**WORK INSTRUCTIONS**
In the lines below, change every "thickest part" to "widest part" and leave everything else the same.

Some lines
##############################

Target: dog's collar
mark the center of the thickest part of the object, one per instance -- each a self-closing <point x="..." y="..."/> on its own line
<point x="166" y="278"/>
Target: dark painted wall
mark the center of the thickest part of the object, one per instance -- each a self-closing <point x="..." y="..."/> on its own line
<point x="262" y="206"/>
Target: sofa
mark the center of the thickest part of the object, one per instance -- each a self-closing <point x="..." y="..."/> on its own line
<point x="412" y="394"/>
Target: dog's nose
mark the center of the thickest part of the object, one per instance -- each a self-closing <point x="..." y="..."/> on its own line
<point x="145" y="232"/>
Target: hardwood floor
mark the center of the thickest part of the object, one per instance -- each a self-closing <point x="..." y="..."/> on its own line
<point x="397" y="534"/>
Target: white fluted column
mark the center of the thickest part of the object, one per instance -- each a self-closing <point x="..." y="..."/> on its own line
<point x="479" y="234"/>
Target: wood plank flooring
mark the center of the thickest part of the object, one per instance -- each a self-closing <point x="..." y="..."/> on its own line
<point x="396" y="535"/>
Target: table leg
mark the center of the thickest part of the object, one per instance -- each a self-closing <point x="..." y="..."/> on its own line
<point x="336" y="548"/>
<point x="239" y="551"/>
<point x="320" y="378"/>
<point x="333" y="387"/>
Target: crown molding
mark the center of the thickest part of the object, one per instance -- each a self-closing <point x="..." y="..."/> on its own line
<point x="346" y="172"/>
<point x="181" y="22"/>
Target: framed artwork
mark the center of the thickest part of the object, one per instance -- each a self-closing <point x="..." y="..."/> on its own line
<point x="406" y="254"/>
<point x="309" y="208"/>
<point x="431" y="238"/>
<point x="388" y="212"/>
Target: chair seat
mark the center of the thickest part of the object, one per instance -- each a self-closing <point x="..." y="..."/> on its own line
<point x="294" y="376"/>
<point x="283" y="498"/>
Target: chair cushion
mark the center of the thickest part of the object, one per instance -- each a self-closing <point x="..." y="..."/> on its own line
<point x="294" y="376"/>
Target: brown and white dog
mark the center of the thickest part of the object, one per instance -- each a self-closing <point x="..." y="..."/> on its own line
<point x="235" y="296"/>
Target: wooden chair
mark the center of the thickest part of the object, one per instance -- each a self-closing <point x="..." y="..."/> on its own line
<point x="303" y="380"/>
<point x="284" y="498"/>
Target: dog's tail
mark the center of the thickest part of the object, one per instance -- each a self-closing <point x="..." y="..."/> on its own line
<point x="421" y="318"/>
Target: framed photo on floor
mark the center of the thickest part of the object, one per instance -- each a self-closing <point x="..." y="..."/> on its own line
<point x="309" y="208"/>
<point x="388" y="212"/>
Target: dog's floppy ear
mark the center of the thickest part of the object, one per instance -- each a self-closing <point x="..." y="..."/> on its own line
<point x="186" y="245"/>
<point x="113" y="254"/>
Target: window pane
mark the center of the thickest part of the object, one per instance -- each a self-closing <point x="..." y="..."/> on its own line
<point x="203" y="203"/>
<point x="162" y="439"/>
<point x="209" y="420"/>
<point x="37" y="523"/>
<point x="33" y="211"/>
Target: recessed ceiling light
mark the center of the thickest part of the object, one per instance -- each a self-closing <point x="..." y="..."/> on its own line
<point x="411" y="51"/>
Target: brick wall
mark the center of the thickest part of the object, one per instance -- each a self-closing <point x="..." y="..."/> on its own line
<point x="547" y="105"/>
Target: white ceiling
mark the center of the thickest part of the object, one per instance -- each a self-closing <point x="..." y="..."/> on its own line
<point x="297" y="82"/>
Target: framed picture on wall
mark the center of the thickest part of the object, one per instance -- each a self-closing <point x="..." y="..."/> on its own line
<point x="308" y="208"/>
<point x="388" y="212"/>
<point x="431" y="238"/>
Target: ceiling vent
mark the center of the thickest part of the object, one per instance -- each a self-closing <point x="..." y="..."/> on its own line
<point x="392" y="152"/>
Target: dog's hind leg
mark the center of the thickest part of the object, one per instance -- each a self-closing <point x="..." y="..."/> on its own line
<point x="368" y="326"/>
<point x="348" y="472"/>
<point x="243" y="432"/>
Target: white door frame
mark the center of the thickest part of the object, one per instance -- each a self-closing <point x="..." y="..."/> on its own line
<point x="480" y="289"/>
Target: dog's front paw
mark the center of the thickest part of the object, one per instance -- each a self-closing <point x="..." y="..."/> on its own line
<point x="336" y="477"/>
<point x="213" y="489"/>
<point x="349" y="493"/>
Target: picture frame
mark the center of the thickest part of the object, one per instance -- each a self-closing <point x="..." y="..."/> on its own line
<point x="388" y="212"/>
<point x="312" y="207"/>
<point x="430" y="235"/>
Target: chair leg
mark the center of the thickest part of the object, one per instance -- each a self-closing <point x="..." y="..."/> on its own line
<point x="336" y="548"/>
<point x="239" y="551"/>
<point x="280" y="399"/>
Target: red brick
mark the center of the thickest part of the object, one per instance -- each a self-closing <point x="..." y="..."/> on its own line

##############################

**WRITTEN REPLY**
Target: dog's collar
mark the center of the widest part of the object, one per instance -- each a self-closing <point x="..." y="..."/> on its own line
<point x="166" y="278"/>
Target: dark painted wall
mark the center of the widest part of the object, one per instance -- each a self-closing <point x="..." y="..."/> on its own line
<point x="262" y="206"/>
Target: sofa
mark the center of the widest part of the object, one per instance -- each a self-closing <point x="..." y="..."/> on its own line
<point x="412" y="394"/>
Target: dog's nose
mark the center of the widest part of the object, one per instance -- each a self-closing <point x="..." y="..."/> on its own line
<point x="145" y="232"/>
Target: hardwood floor
mark the center of the widest part of the object, one per instance -- each a self-closing <point x="..." y="..."/> on its own line
<point x="397" y="534"/>
Target: white fluted column
mark the center of the widest part of the object, one per instance -- each a self-closing <point x="..." y="..."/> on its own line
<point x="479" y="234"/>
Target: wood plank flooring
mark the center of the widest part of the object, one per instance -- each a self-closing <point x="..." y="..."/> on its own line
<point x="396" y="535"/>
Target: table leg
mark the center of the widest part of the object, one per instance -- each a self-closing <point x="..." y="..."/> on its own line
<point x="336" y="548"/>
<point x="239" y="551"/>
<point x="320" y="378"/>
<point x="333" y="387"/>
Target: crown molding
mark the center of the widest part of the object, one per instance -- each a self-closing <point x="..." y="..."/> on its own line
<point x="346" y="172"/>
<point x="181" y="22"/>
Target: framed artwork
mark the center of the widest part of the object, one per instance -- each a self-closing <point x="..." y="..."/> on its own line
<point x="406" y="254"/>
<point x="309" y="208"/>
<point x="431" y="238"/>
<point x="388" y="212"/>
Target: chair seat
mark the center of the widest part of the object, one per instance -- each a self-closing <point x="..." y="..."/> on its own line
<point x="294" y="376"/>
<point x="283" y="498"/>
Target: chair cushion
mark the center of the widest part of the object, one per instance -- each a self-closing <point x="..." y="..."/> on its own line
<point x="294" y="376"/>
Target: brown and white dog
mark the center of the widest part of the object, one per instance -- each a self-closing <point x="..." y="..."/> on its own line
<point x="235" y="296"/>
Target: wooden chair
mark the center of the widest part of the object, one per instance -- each a self-closing <point x="..." y="..."/> on its own line
<point x="303" y="380"/>
<point x="284" y="498"/>
Target: dog's tail
mark the center of the widest part of the object, one per instance -- each a self-closing <point x="..." y="..."/> on its own line
<point x="421" y="318"/>
Target: framed photo on floor
mark the center of the widest part of the object, one per instance -- each a self-closing <point x="..." y="..."/> on its own line
<point x="309" y="208"/>
<point x="388" y="212"/>
Target: dog's floppy ear
mark the center of the widest part of the object, one per instance -- each a self-closing <point x="..." y="..."/> on its own line
<point x="186" y="245"/>
<point x="113" y="254"/>
Target: window pane
mark the center of the widest part of the object, one per instance -- each a self-closing <point x="..." y="..."/> on its own line
<point x="203" y="203"/>
<point x="162" y="439"/>
<point x="209" y="420"/>
<point x="37" y="523"/>
<point x="33" y="211"/>
Target: recessed ceiling light
mark the center of the widest part of the object, one per instance -- each a self-closing <point x="..." y="..."/> on its own line
<point x="411" y="51"/>
Target: brick wall
mark the center of the widest part of the object, one per instance -- each a self-closing <point x="..." y="..."/> on its own line
<point x="547" y="105"/>
Target: white ceiling
mark the center of the widest part of the object, one per instance -- each a self-closing <point x="..." y="..."/> on its own line
<point x="297" y="82"/>
Target: framed picture on wall
mark the center of the widest part of the object, one per instance -- each a self-closing <point x="..." y="..."/> on its own line
<point x="308" y="208"/>
<point x="388" y="212"/>
<point x="431" y="238"/>
Target: ceiling vent
mark the center of the widest part of the object, one per instance -- each a self-closing <point x="..." y="..."/> on its own line
<point x="392" y="152"/>
Target: dog's hind leg
mark the center of the widest part of the object, one per instance -- each a self-closing <point x="..." y="..."/> on its own line
<point x="368" y="326"/>
<point x="348" y="472"/>
<point x="243" y="432"/>
Target: white door frame
mark the center of the widest part of the object, one per instance -- each a self-closing <point x="..." y="..."/> on its own line
<point x="480" y="289"/>
Target: dog's front paw
mark the center of the widest part of the object, one per instance -- each a self-closing <point x="..." y="..."/> on its own line
<point x="336" y="477"/>
<point x="213" y="489"/>
<point x="349" y="493"/>
Target: picture frame
mark the center of the widest part of the object, one per instance -- each a self-closing <point x="..." y="..."/> on its own line
<point x="388" y="212"/>
<point x="312" y="207"/>
<point x="430" y="235"/>
Target: chair leg
mark the center of the widest part of the object, one per instance -- each a self-closing <point x="..." y="..."/> on its own line
<point x="336" y="548"/>
<point x="239" y="551"/>
<point x="280" y="399"/>
Target: red brick
mark the center of the widest part of the object, one per instance -- each a self-closing <point x="..." y="..."/> on its own line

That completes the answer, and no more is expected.